EXCERPTED DATA —
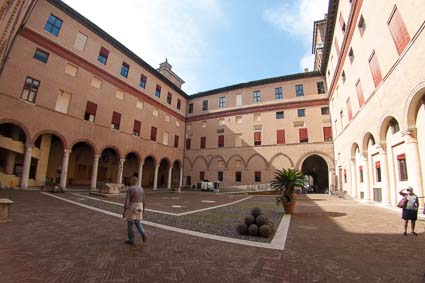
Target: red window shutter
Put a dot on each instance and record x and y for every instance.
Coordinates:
(91, 108)
(280, 136)
(359, 91)
(398, 31)
(116, 118)
(374, 68)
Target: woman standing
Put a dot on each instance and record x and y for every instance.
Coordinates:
(410, 210)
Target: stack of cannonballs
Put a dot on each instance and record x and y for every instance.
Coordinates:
(256, 224)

ACTIVITY — Would you transcribe all of the data exactly, omitting any pictures?

WRITTEN RESPONSE —
Target: red window shutter
Put a dot on each instance and record x and y for every instance.
Coordinates:
(91, 108)
(280, 136)
(359, 91)
(398, 31)
(116, 118)
(374, 68)
Target: woman standing
Put a dot on each instance and record x and y for every instance.
Coordinates:
(410, 210)
Target: stack of cannonballs
Put a dot on each instance and record x and y for every instance.
Coordinates:
(256, 224)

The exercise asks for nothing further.